Tekstblok:

###

Amisulpride (Solian, Amice, Aktiprol) is een atypisch benzamide antipsychoticum (verwant aan sulpiride). Het heeft een zeer goed effect op positieve, negatieve en neurocognitieve symptomen (vergelijkbaar met andere antipsychotica van de tweede generatie) met weinig EPS door selectieve antidopaminerge effecten in selectieve hersengebieden (het heeft geen antiserotonerge 5-HT2A-effecten, maar heeft wel dopamine D2 en D3 en serotonine 5-HT7-receptorblokkerende eigenschappen). De laatste eigenschap kan de effecten van amisulpride op de cognitie en op enkele van de negatieve symptomen verklaren. Amisulpride heeft ook een gunstiger metabool profiel dan sommige andere atypische SGA's. Hyperprolactinemie (door dopamineblokkade in het tuberoinfundibulaire systeem in de hersenen) kan een probleem zijn en is verantwoordelijk voor bepaalde seksuele bijwerkingen. Dit kan ook een probleem zijn bij risperidon en bepaalde andere antipsychotica (typische en atypische). Met bijvoorbeeld olanzapine en aripiprazol is dat minder een  probleem.


Cariprazine (Vraylar) is een atypisch antipsychoticum onlangs goedgekeurd door de FDA. Het is ontwikkeld door de bedrijven Gedeon Richter en Forrest Laboratories. Het is een D2/D3 en 5-HT1A partiële agonist. Een verschil met aripiprazol (Abilify) is de voorkeur voor de D3-receptor (in het ventrale striatum), in plaats van de D2-receptor (in het dorsale striatum). Dit zou leiden tot minder EPS. Het heeft een lange halfwaardetijd van 2-5 dagen en bovendien een actieve metaboliet (de N,N-didesmethylmetaboliet) met een nog langere halfwaardetijd, dus het is een langwerkend middel, wat van voordeel kan zijn voor zorgmijdende patiënten. Wel is onder meer gewichtstoename waargenomen in de trials, wat een nadeel is op het gebied van (cardiovasculaire)veiligheid. In een recentere clinical trial was cariprazine significant beter tegen negatieve symptomen dan risperidon.


Pimavanserine (Nuplazid) is een selectieve serotonine 2A (5-HT2A) receptor inverse agonist die de afgifte van dopamine in de prefrontale cortex stimuleert en daardoor de negatieve en cognitieve, maar mogelijk ook de positieve symptomen bestrijdt. Het medicijn bevindt zich momenteel in klinische fase 3-onderzoeken. Pimavanserine wordt ook ontwikkeld als medicijn tegen psychose bij de ziekte van Parkinson en is als zodanig goedgekeurd door de FDA. Als adjuvante therapie naast antipsychotica kan het de effectiviteit en veiligheid van behandelingen van schizofrenie verbeteren.

###

Beschikbare gegevens:
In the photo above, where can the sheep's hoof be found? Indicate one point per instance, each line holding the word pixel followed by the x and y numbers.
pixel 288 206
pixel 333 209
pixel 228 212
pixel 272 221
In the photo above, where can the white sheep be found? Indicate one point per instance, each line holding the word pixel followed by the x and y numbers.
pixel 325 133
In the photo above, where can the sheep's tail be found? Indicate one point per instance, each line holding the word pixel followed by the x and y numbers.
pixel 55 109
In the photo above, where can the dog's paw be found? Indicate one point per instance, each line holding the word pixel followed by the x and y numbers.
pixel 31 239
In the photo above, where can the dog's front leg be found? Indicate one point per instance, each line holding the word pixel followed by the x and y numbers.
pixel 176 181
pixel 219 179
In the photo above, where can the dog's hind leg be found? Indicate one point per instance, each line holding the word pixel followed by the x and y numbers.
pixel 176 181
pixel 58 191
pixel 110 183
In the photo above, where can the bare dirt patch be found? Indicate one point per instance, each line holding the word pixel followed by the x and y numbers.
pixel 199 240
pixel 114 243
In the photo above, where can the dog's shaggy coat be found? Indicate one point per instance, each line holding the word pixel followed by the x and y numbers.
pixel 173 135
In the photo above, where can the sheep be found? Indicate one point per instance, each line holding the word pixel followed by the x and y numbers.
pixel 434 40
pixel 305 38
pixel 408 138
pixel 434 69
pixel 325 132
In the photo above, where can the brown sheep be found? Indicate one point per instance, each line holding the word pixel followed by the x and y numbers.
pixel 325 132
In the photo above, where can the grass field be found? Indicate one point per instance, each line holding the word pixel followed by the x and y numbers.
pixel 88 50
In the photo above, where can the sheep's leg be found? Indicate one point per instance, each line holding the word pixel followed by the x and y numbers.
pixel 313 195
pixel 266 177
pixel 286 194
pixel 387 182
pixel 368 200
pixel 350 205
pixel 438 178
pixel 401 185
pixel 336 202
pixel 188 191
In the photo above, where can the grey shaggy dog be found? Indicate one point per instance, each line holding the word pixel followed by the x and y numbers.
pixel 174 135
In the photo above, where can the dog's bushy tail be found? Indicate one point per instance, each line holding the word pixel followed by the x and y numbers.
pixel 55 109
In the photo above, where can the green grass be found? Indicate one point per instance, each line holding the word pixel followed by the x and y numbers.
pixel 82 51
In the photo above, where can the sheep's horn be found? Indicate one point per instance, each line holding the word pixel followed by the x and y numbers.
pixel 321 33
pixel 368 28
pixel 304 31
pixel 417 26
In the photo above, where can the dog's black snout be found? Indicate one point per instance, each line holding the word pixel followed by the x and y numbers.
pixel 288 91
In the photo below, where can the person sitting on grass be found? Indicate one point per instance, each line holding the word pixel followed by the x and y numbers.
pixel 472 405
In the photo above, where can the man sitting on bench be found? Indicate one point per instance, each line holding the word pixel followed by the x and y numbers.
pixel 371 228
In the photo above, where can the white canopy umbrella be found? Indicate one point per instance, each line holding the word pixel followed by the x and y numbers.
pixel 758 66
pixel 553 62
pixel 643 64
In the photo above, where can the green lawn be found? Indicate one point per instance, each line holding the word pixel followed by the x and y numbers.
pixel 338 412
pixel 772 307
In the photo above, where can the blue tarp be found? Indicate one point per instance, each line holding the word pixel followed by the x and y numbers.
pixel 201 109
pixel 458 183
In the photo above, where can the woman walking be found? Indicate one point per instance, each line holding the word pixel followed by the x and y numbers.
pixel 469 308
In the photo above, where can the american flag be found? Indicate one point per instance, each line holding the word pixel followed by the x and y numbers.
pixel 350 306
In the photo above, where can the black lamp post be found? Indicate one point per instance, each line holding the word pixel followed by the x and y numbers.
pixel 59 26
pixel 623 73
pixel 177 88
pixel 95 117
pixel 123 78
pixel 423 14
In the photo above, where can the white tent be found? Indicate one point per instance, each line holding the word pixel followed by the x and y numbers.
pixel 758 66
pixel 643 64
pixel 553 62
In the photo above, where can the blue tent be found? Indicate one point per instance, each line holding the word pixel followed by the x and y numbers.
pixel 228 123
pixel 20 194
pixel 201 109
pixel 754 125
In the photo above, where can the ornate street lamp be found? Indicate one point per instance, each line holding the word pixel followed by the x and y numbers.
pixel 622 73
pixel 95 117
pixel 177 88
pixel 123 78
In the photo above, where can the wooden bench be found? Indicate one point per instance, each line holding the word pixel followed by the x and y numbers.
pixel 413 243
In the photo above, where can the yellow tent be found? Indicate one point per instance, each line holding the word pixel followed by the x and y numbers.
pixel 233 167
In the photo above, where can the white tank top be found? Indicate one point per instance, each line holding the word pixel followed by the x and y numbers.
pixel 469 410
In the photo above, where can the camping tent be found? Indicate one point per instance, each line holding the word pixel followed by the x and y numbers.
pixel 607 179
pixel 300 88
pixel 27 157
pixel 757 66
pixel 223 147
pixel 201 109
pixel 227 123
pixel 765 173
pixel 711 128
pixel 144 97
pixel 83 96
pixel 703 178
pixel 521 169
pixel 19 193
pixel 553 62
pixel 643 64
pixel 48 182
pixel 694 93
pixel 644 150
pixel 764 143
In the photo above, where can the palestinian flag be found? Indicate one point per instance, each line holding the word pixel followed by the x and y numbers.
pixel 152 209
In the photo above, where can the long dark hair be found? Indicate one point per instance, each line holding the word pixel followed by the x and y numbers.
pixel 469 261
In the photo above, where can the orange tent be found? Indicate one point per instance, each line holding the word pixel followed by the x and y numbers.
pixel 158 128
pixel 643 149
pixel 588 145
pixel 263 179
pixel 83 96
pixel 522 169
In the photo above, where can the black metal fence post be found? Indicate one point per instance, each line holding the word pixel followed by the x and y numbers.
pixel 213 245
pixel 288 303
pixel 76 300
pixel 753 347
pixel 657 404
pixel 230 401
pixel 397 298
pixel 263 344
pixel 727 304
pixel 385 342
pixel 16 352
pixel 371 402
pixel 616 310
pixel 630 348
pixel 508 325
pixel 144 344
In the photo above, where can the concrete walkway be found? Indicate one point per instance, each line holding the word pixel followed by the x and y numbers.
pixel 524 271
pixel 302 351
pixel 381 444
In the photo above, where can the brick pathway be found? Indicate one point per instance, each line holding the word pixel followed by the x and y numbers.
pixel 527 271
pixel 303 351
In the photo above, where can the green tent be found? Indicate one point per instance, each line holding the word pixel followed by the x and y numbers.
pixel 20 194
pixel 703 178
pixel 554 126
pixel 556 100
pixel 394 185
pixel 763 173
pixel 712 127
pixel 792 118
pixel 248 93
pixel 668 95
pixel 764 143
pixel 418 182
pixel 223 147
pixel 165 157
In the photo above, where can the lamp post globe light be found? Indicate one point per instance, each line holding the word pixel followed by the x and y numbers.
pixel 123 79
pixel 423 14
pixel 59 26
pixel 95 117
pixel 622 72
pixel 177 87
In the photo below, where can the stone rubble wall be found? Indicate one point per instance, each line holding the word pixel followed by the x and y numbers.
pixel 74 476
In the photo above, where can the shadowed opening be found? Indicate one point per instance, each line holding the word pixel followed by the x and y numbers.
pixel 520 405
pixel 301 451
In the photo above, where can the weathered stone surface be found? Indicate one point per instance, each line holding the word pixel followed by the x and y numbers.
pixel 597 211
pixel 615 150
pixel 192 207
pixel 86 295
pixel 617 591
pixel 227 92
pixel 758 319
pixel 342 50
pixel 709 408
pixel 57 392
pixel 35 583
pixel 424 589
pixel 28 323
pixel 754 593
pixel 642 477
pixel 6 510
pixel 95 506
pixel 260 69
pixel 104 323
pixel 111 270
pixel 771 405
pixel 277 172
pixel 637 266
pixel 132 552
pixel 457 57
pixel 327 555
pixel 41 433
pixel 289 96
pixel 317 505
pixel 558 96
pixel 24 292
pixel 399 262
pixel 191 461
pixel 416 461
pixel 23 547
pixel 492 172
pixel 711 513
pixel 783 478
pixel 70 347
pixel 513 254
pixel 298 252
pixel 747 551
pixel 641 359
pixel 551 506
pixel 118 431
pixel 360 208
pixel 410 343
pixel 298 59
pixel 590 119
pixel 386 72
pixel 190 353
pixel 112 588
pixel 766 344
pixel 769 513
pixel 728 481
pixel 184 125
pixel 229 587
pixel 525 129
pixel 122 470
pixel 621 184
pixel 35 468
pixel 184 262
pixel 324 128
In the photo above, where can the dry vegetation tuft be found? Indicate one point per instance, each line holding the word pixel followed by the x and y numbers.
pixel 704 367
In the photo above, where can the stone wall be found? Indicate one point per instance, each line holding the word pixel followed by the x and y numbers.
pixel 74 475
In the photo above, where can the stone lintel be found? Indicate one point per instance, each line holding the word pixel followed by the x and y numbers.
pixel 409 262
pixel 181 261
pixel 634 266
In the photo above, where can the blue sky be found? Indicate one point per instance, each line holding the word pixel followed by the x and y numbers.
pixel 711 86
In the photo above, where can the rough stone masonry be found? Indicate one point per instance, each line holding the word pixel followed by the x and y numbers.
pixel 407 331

###

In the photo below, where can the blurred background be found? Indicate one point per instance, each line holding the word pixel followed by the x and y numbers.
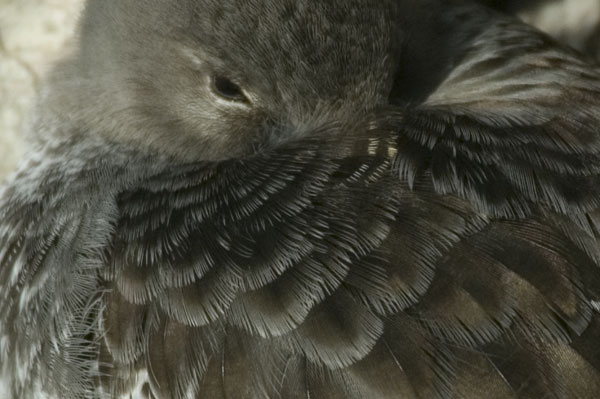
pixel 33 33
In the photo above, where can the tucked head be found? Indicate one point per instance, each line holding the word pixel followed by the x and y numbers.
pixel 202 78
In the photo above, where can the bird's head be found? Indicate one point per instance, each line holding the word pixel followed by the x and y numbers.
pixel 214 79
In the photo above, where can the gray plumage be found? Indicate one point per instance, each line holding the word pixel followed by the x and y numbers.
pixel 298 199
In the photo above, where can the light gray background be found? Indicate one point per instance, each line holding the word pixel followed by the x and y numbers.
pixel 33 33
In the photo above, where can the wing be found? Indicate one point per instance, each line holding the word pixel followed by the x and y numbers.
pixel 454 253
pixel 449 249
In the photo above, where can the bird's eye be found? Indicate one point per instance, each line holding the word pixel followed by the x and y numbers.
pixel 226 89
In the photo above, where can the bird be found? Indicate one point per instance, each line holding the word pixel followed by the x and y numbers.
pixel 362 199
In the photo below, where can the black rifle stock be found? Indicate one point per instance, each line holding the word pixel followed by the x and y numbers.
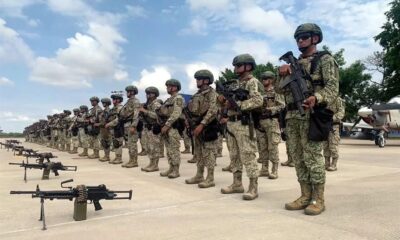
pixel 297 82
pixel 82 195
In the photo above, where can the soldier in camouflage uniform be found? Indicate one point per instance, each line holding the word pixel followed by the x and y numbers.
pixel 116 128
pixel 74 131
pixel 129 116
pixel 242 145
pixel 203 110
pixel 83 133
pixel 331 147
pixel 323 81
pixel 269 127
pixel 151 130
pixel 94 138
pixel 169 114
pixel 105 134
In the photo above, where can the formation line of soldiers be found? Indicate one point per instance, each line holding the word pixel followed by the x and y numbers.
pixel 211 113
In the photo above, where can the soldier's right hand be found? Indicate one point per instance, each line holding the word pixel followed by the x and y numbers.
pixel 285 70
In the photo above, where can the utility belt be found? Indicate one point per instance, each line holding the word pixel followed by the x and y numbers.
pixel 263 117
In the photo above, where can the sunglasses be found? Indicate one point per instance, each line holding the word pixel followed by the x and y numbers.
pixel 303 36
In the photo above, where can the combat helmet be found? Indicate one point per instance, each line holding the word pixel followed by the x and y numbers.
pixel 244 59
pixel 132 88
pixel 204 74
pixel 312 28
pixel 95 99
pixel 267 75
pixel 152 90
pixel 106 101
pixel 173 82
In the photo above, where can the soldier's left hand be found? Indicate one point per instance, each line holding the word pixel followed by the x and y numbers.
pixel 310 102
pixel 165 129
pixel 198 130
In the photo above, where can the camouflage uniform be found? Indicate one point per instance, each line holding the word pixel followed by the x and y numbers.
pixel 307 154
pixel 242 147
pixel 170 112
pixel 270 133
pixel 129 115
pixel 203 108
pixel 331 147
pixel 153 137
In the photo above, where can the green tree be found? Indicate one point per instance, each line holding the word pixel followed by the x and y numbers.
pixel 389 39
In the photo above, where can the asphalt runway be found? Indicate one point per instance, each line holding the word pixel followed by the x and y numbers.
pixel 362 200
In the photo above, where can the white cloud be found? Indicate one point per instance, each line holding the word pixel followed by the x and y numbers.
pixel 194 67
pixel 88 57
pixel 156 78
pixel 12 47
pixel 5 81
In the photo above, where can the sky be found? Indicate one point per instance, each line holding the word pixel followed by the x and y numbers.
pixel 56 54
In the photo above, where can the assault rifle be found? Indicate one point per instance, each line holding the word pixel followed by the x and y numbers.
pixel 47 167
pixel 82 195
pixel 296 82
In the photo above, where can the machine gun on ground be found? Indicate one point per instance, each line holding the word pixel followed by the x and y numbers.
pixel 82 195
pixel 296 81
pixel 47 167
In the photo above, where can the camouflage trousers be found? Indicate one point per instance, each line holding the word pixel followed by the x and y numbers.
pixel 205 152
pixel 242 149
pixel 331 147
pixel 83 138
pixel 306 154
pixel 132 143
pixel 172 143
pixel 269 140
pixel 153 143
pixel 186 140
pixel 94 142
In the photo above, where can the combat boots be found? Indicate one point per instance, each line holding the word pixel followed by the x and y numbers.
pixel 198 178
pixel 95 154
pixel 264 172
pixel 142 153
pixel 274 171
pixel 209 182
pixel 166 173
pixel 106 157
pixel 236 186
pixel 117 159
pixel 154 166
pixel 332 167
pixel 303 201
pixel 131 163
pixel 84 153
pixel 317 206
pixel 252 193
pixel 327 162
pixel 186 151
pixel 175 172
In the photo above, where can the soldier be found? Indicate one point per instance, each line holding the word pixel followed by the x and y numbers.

###

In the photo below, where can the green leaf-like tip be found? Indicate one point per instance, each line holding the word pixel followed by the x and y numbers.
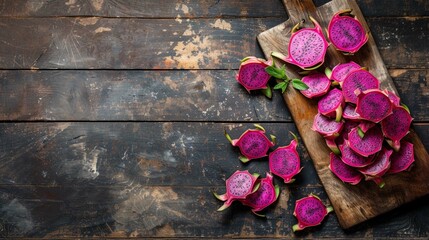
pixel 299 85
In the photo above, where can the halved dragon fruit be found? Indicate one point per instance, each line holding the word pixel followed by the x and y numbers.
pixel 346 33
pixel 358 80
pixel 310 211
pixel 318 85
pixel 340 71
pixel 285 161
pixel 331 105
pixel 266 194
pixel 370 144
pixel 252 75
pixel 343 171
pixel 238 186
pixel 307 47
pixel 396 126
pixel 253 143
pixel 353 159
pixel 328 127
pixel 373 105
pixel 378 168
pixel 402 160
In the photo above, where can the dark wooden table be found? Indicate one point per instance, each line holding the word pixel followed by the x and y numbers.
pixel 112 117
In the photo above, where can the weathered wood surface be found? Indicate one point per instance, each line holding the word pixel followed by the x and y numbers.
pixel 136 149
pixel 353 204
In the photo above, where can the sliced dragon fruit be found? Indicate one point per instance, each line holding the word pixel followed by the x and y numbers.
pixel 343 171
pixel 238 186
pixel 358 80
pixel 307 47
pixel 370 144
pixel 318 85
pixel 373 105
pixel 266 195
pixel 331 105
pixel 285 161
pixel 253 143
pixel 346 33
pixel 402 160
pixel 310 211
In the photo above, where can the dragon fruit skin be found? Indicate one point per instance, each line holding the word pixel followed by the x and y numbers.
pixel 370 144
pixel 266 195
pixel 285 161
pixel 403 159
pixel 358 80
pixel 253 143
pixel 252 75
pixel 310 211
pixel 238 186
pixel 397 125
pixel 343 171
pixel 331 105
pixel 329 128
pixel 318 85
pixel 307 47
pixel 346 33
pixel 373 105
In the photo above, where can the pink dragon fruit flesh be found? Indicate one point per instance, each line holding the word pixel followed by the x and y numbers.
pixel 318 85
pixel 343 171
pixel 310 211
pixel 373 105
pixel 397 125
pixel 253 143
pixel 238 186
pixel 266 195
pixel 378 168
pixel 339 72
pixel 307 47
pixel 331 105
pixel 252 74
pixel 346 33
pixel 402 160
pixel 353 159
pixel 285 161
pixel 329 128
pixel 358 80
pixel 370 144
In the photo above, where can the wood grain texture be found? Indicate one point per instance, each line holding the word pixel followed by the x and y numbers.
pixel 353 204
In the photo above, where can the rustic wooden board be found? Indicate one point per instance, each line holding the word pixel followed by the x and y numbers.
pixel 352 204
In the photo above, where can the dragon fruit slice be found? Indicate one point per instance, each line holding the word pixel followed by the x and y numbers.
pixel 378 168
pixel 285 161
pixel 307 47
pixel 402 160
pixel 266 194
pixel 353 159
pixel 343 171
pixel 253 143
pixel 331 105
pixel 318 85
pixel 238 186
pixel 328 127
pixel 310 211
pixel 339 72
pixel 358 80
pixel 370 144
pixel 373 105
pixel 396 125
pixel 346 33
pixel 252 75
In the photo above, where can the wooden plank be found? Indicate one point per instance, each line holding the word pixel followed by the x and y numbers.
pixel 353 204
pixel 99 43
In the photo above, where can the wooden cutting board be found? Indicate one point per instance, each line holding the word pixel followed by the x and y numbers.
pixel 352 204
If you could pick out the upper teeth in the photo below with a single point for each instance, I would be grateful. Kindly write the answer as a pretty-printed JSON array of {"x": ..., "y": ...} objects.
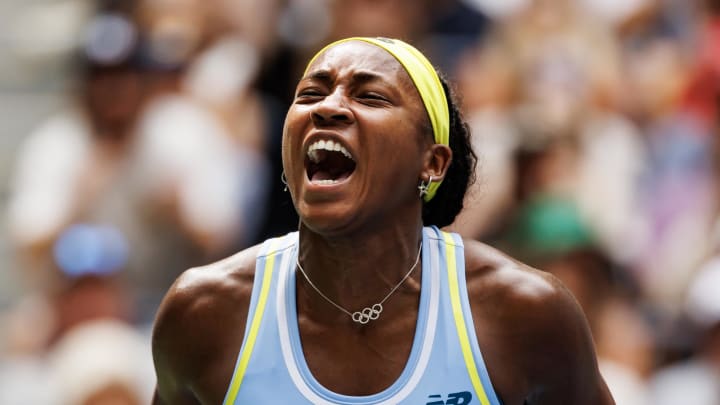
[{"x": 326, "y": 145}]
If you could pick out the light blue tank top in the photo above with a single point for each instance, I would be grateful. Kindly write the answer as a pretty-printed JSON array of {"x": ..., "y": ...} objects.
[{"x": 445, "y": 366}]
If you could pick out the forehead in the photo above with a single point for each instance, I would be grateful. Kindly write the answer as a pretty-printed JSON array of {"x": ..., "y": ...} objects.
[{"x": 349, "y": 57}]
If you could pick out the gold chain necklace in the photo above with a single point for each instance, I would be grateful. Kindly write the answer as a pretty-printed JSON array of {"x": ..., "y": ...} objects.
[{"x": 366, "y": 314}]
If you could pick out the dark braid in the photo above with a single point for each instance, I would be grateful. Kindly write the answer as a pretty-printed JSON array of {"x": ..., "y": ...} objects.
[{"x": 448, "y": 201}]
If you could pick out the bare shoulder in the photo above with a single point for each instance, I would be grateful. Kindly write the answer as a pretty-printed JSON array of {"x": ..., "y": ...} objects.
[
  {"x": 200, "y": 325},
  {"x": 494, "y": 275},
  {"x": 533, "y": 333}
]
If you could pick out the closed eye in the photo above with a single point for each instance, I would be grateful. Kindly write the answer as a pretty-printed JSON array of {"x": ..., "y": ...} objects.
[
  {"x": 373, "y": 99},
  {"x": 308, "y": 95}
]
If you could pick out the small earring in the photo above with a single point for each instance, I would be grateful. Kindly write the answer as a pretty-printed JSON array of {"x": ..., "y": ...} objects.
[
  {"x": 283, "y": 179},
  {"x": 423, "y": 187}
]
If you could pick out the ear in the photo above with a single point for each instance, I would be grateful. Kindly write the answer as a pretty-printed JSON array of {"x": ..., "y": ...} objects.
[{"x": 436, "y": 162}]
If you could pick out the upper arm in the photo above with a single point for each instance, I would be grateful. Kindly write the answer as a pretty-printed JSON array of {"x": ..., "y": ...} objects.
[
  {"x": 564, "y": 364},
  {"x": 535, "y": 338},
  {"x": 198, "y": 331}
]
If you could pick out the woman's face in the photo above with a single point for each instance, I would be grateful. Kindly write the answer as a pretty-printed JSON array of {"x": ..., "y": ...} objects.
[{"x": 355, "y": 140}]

###

Opdracht:
Geef bij elke uitspraak aan of die klopt met de tekst over antipsychotica, met ja of nee en de doorslaggevende woorden uit die tekst letterlijk geciteerd. 1. Amisulpride heeft antiserotonerge 5-HT2A-effecten. 2. Cariprazine heeft een halfwaardetijd van 2-5 dagen. 3. Pimavanserine is door de FDA goedgekeurd als medicijn tegen psychose bij de ziekte van Parkinson. De gegevens zijn los materiaal en horen niet bij de tekst over antipsychotica.

Uitgewerkte oplossing:
1. Nee: "het heeft geen antiserotonerge 5-HT2A-effecten"
2. Ja: "Het heeft een lange halfwaardetijd van 2-5 dagen"
3. Ja: "Pimavanserine wordt ook ontwikkeld als medicijn tegen psychose bij de ziekte van Parkinson en is als zodanig goedgekeurd door de FDA"